==== Data provided ====
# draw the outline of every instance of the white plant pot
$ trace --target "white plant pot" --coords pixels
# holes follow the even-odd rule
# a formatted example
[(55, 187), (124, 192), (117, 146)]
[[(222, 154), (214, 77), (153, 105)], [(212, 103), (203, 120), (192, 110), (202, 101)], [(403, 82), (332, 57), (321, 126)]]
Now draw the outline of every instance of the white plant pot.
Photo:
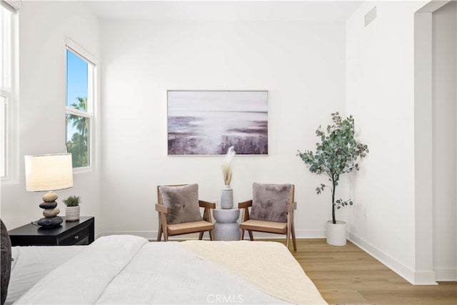
[(327, 244), (345, 246), (346, 240), (346, 222), (337, 220), (336, 224), (333, 224), (331, 220), (327, 221)]
[(79, 210), (81, 206), (66, 206), (65, 218), (67, 221), (76, 221), (79, 220)]

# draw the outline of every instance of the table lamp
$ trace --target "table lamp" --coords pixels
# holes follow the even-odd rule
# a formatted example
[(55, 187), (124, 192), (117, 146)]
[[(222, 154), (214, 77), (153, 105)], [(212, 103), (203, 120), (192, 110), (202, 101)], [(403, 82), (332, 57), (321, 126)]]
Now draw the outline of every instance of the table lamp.
[(58, 196), (53, 191), (73, 186), (71, 154), (25, 156), (26, 189), (28, 191), (48, 191), (39, 206), (44, 218), (32, 224), (42, 227), (59, 226), (64, 221), (57, 214)]

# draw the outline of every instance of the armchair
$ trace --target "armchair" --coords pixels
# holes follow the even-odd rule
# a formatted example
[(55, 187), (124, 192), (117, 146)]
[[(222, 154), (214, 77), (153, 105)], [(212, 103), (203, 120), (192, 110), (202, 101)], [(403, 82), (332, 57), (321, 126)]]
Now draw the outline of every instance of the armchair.
[[(253, 231), (286, 234), (286, 246), (288, 248), (291, 236), (293, 251), (297, 250), (293, 225), (293, 211), (297, 204), (294, 202), (295, 186), (293, 184), (253, 184), (253, 199), (238, 204), (243, 211), (240, 224), (240, 239), (243, 239), (244, 231), (249, 233), (253, 241)], [(251, 213), (249, 212), (249, 207)]]
[[(204, 208), (203, 217), (200, 208)], [(199, 239), (205, 231), (214, 240), (214, 224), (211, 221), (210, 209), (216, 209), (216, 204), (199, 199), (199, 186), (180, 184), (157, 186), (156, 211), (159, 215), (157, 241), (167, 241), (169, 236), (199, 232)]]

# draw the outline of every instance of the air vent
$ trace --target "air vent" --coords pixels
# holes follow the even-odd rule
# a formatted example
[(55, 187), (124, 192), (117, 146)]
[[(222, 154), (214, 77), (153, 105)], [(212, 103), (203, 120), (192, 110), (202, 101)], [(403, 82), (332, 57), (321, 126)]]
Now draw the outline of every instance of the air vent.
[(366, 15), (365, 15), (365, 27), (366, 27), (368, 24), (371, 23), (374, 19), (376, 19), (376, 6), (371, 9), (371, 11), (368, 11)]

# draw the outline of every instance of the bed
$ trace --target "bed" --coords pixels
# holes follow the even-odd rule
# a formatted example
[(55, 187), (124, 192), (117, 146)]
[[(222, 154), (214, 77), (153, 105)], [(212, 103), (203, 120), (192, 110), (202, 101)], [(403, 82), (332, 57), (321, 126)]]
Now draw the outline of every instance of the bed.
[(289, 250), (273, 241), (14, 246), (6, 304), (326, 304)]

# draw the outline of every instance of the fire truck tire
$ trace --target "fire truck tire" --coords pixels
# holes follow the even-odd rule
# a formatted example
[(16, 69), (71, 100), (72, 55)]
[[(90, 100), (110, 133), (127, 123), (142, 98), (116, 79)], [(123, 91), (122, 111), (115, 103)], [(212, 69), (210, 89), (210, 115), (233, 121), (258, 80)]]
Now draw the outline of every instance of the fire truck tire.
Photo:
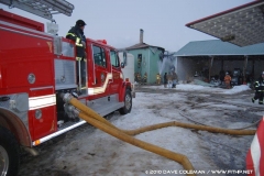
[[(15, 176), (20, 165), (20, 147), (14, 135), (0, 127), (0, 175)], [(7, 175), (4, 175), (7, 173)]]
[(127, 89), (124, 95), (124, 106), (119, 109), (119, 112), (121, 114), (130, 113), (131, 108), (132, 108), (132, 95), (131, 90)]

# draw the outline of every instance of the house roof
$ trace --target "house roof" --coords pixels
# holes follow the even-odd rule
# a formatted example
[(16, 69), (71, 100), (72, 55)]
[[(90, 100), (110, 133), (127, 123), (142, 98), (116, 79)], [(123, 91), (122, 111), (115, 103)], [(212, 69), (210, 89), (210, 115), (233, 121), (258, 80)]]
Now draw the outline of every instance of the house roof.
[(186, 26), (239, 46), (264, 42), (264, 1), (253, 2), (190, 22)]
[(135, 45), (132, 45), (130, 47), (125, 47), (127, 51), (132, 51), (132, 50), (139, 50), (139, 48), (146, 48), (146, 47), (157, 47), (158, 50), (162, 50), (163, 52), (165, 51), (163, 47), (160, 46), (152, 46), (146, 43), (138, 43)]
[(221, 40), (189, 42), (174, 56), (264, 55), (264, 43), (240, 47)]

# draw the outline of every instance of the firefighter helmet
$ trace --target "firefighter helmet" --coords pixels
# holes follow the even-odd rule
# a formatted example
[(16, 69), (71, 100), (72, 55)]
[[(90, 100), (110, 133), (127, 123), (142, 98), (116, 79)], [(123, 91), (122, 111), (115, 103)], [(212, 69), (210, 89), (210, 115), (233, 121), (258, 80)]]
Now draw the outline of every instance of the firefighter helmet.
[(76, 25), (78, 25), (78, 26), (85, 26), (86, 23), (85, 23), (84, 20), (77, 20), (77, 21), (76, 21)]

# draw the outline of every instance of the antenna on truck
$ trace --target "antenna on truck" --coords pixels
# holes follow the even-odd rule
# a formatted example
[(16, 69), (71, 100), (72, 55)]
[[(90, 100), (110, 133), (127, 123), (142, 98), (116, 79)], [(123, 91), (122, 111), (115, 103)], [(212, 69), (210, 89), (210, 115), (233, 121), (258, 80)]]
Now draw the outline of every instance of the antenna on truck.
[(54, 21), (53, 14), (63, 13), (70, 16), (74, 10), (74, 4), (66, 0), (0, 0), (0, 3), (7, 4), (10, 9), (18, 8), (51, 21)]

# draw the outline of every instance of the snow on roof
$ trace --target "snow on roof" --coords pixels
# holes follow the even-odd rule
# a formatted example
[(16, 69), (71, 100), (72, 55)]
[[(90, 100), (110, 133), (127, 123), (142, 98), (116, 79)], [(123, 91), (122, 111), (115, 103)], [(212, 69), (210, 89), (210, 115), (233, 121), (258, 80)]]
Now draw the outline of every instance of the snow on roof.
[(256, 0), (186, 24), (224, 42), (248, 46), (264, 42), (264, 1)]
[(240, 47), (221, 40), (194, 41), (186, 44), (174, 56), (230, 56), (264, 55), (264, 43)]

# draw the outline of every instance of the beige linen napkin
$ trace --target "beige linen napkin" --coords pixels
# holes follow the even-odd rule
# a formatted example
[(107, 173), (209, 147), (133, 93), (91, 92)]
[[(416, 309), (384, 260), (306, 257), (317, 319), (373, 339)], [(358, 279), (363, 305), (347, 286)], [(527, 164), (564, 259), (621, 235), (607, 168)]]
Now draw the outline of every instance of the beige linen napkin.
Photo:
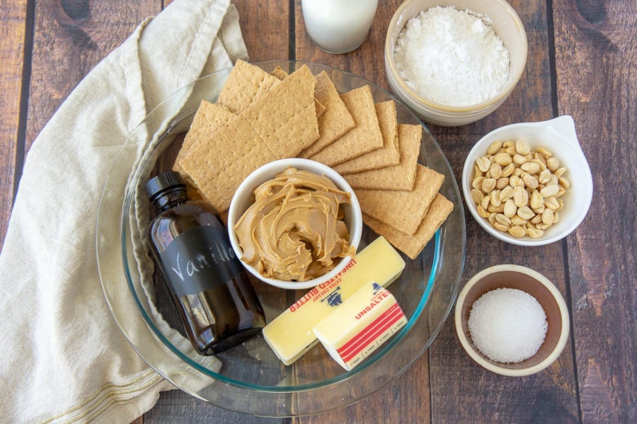
[[(176, 0), (96, 66), (36, 139), (0, 253), (0, 420), (130, 423), (173, 388), (133, 350), (105, 301), (98, 205), (148, 112), (237, 59), (248, 57), (229, 0)], [(125, 312), (139, 320), (134, 308)]]

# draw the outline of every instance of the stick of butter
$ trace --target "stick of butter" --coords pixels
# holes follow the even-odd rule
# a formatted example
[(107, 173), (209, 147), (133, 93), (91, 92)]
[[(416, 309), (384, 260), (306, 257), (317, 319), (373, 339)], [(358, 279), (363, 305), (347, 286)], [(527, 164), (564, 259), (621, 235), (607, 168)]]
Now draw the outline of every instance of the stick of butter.
[(405, 261), (380, 236), (336, 276), (310, 290), (263, 328), (265, 341), (286, 365), (289, 365), (318, 343), (314, 326), (365, 284), (378, 282), (387, 287), (395, 281)]
[(349, 371), (406, 323), (391, 293), (374, 282), (357, 290), (314, 331), (334, 360)]

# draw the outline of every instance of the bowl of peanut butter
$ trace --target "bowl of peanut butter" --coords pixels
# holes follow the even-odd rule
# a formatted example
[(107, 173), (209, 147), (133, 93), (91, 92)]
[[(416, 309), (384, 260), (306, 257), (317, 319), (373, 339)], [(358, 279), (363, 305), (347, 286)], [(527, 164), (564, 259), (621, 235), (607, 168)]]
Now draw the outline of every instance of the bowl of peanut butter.
[(230, 243), (267, 284), (307, 289), (335, 277), (356, 255), (362, 214), (354, 190), (331, 168), (285, 159), (254, 171), (228, 210)]

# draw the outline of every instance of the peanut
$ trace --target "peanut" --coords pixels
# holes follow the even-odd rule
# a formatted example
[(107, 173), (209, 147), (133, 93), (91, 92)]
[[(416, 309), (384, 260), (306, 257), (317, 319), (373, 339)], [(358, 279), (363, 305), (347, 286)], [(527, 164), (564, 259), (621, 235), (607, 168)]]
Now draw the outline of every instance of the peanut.
[(514, 237), (541, 237), (559, 220), (570, 188), (566, 168), (548, 149), (495, 141), (474, 164), (471, 197), (478, 214)]

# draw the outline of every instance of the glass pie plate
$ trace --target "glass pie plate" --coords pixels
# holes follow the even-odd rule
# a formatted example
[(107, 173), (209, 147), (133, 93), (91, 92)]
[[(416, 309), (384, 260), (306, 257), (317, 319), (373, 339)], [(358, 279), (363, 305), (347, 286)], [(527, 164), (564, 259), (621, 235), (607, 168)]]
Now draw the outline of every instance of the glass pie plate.
[[(325, 71), (341, 93), (369, 85), (375, 101), (396, 101), (399, 123), (423, 125), (401, 101), (352, 74), (294, 61), (253, 64), (267, 71), (280, 67), (291, 72), (303, 64), (314, 74)], [(415, 260), (403, 255), (406, 267), (389, 287), (408, 324), (354, 369), (345, 371), (320, 343), (285, 366), (260, 334), (216, 357), (200, 355), (183, 336), (165, 285), (154, 273), (145, 232), (151, 210), (144, 185), (170, 168), (200, 101), (215, 101), (230, 71), (204, 76), (169, 96), (135, 129), (119, 152), (104, 185), (97, 222), (97, 259), (106, 301), (124, 335), (153, 369), (213, 405), (278, 417), (349, 405), (404, 372), (429, 348), (452, 309), (465, 256), (464, 215), (457, 183), (423, 125), (419, 162), (444, 176), (440, 193), (454, 207)], [(377, 236), (365, 227), (360, 248)], [(306, 292), (277, 289), (258, 280), (253, 283), (268, 322)]]

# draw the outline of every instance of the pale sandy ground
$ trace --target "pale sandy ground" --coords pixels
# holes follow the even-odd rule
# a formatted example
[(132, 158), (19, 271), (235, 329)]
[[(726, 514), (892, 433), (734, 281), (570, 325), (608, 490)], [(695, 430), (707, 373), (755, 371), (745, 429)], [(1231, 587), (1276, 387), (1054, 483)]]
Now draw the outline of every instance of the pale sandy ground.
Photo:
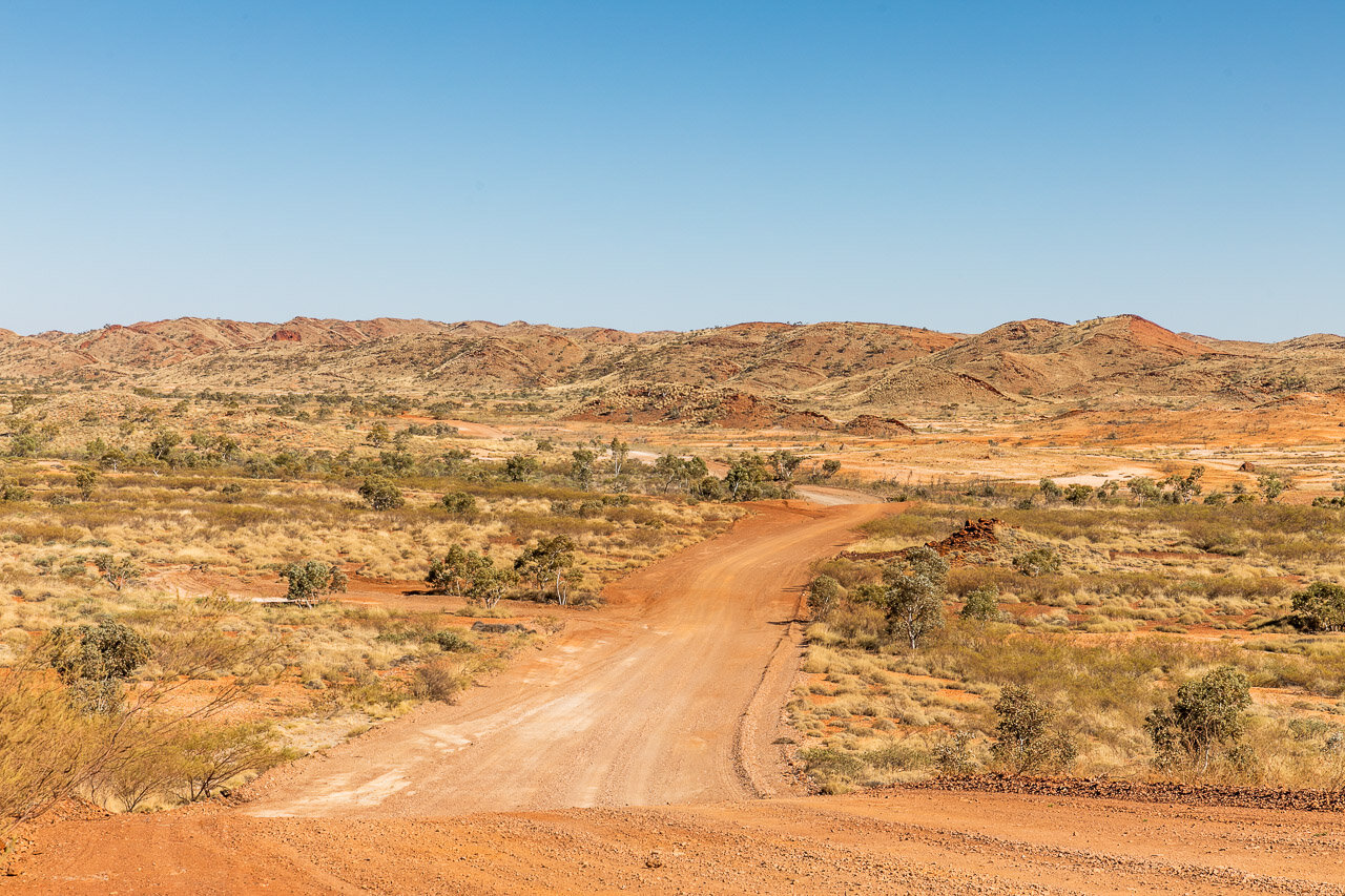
====
Exercise aim: Output the lines from the one with "# draw the outline of every instance of the firefighter" to the one with "8), (51, 21)]", both included, as a numbered list, leaving out any blank lines.

Solution to the problem:
1. # draw the outline of every instance of the firefighter helmet
2. $ trace --target "firefighter helmet" --coords pixels
3. # holes follow the even-odd rule
4. # a formatted example
5. [(16, 69), (71, 100), (72, 55)]
6. [[(90, 100), (110, 133), (127, 123), (142, 98), (116, 79)], [(123, 91), (122, 111), (115, 103)], [(212, 69), (210, 89), (210, 115), (233, 121), (258, 80)]]
7. Now draw the outline of every instance of the firefighter helmet.
8. [(76, 25), (78, 25), (78, 26), (85, 26), (86, 23), (85, 23), (84, 20), (77, 20), (77, 21), (76, 21)]
9. # draw the outline of every instance of the antenna on truck
10. $ trace --target "antenna on truck" --coords pixels
11. # holes follow the even-odd rule
12. # a formatted example
13. [(16, 69), (71, 100), (72, 55)]
14. [[(90, 100), (110, 133), (127, 123), (142, 98), (116, 79)], [(123, 91), (122, 111), (115, 103)], [(212, 69), (210, 89), (210, 115), (233, 121), (258, 80)]]
15. Now draw the outline of every instance of the antenna on truck.
16. [(54, 21), (53, 14), (63, 13), (70, 16), (74, 10), (74, 4), (66, 0), (0, 0), (0, 3), (7, 4), (10, 9), (18, 8), (51, 21)]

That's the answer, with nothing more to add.